-- TEXT BLOCK --
——

Published in final edited form as: Nat Methods. 2018 Dec;15(12):994–996. doi: 10.1038/s41592-018-0224-7

Comparing phenotypic variation between inbred and outbred mice

Alexander H Tuttle 1, Vivek M Philip 2, Elissa J Chesler 2, Jeffrey S Mogil 3,*
PMCID: PMC6518396  NIHMSID: NIHMS1003159  PMID: 30504873

Abstract

Inbred mice are preferred over outbred mice with the assumption that they display less trait variability. We compared coefficients of variation and failed to find evidence of greater trait stability in inbred mice. We conclude that contrary to conventional wisdom, outbred mice may be better subjects for most biomedical research.

——

-- SUPPLIED DATA --
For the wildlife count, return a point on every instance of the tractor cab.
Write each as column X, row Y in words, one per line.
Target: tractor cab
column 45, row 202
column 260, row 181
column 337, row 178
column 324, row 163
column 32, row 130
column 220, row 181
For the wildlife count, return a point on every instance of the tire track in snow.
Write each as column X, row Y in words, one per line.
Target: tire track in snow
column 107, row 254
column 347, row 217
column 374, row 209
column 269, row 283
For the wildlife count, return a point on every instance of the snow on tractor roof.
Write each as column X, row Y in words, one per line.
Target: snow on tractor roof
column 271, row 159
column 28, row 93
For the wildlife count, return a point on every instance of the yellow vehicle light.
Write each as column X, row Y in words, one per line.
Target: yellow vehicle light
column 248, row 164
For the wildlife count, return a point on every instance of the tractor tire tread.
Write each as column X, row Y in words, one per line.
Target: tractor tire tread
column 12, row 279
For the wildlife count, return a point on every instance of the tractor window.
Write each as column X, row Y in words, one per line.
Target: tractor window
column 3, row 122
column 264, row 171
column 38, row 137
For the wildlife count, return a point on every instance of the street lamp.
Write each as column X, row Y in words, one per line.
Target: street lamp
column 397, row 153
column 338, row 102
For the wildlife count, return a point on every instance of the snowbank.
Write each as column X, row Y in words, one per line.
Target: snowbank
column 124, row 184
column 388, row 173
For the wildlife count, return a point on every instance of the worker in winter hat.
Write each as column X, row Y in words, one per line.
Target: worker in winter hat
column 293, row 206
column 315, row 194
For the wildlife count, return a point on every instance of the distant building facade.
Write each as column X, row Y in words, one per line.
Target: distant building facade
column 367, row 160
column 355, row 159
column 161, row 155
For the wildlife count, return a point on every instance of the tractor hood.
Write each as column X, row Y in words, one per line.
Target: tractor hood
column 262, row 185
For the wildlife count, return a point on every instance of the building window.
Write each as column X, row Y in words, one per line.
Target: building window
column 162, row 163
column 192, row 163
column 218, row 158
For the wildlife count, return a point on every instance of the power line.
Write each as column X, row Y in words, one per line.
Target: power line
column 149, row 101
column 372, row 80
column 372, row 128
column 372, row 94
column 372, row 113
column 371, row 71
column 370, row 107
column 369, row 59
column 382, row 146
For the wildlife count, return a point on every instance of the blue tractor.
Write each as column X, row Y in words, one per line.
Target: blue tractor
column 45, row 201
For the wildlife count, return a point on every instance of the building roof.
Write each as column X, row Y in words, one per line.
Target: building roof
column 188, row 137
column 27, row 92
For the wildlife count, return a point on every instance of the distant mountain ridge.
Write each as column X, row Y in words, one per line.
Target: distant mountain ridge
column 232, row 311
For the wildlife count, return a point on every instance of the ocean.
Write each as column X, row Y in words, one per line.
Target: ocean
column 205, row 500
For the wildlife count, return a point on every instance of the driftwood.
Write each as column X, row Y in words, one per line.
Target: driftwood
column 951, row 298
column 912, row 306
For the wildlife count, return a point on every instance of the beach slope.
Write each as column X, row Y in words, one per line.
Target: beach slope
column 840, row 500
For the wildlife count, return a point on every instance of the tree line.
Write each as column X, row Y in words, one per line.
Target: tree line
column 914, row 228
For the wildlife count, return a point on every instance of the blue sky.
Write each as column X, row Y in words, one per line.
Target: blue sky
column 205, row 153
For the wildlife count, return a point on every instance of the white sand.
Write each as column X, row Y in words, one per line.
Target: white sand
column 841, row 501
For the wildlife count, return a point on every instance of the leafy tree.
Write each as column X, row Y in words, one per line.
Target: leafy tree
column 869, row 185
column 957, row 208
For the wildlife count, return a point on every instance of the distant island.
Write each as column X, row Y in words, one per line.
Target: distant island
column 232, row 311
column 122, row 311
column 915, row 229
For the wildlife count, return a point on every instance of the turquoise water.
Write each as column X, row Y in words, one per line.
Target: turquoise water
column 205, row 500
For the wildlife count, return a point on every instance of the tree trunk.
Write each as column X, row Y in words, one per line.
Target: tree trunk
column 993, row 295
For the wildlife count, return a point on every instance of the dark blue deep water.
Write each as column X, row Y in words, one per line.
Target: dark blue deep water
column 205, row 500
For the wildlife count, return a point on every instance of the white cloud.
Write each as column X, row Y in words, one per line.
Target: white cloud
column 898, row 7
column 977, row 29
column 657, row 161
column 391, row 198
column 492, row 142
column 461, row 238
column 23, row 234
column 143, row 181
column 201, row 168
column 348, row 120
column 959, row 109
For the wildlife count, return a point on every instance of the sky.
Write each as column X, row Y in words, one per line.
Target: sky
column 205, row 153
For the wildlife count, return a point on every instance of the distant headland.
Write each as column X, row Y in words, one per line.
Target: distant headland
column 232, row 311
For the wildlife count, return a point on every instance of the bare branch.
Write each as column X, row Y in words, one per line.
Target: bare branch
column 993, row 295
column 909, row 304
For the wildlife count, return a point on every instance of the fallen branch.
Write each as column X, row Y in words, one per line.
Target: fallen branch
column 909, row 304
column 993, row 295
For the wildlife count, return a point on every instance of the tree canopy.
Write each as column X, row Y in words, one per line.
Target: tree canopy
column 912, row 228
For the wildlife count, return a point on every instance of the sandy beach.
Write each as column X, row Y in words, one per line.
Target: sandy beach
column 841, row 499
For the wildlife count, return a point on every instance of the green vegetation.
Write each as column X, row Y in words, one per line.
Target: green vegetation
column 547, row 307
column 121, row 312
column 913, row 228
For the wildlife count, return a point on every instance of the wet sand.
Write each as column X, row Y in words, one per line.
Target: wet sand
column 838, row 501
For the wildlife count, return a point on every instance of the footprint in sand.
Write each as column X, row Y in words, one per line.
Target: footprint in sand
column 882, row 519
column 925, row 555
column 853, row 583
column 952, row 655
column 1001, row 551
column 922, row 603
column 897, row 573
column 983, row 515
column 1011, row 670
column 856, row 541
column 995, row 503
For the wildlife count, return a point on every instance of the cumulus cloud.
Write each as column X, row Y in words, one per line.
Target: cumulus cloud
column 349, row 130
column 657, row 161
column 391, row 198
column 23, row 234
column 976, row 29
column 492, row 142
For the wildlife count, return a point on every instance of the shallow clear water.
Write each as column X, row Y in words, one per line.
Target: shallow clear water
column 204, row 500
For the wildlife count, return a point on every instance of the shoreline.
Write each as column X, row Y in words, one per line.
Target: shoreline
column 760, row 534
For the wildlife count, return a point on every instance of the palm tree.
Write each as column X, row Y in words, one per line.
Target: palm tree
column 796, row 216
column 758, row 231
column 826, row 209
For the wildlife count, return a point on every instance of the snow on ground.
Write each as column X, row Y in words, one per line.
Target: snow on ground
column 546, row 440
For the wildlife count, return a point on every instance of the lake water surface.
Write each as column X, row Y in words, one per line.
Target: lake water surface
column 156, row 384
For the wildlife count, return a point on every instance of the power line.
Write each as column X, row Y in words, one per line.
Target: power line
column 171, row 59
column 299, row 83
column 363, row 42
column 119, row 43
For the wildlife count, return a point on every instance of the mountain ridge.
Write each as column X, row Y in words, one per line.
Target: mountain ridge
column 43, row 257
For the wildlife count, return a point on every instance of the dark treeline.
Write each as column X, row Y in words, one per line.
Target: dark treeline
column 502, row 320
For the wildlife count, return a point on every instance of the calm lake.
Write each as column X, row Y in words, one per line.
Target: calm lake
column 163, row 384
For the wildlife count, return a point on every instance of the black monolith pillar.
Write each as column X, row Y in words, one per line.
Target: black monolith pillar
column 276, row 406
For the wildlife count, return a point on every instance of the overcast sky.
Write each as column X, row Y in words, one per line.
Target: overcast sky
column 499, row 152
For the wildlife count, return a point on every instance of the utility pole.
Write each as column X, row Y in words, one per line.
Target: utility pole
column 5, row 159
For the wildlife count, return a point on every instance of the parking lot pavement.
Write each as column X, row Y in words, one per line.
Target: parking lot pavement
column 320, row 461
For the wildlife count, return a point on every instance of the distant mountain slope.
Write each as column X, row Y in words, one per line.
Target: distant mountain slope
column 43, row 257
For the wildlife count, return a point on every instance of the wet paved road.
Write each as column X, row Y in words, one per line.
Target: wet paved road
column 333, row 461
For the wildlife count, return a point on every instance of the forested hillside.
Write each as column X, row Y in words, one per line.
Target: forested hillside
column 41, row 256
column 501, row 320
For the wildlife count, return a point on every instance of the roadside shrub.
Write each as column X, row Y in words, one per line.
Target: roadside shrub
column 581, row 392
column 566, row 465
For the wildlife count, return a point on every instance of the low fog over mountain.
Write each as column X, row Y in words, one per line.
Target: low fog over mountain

——

-- INSTRUCTIONS --
a. Summarize the abstract on inbred and outbred mice in two sentences.
b. State whether each statement agrees with the abstract on inbred and outbred mice. Answer yes or no, and quote the deciding words.
(i) The comparison showed that inbred mice have greater trait stability.
(ii) The comparison used coefficients of variation.
(iii) The conclusion agrees with conventional wisdom.

-- OUTPUTS IN ORDER --
a. Inbred mice are preferred over outbred mice on the assumption that their traits vary less. A comparison of coefficients of variation found no evidence of greater trait stability in inbred mice, which led to the conclusion that outbred mice may be better subjects for most biomedical research.

b.
(i) No: "failed to find evidence of greater trait stability in inbred mice"
(ii) Yes: "We compared coefficients of variation"
(iii) No: "contrary to conventional wisdom"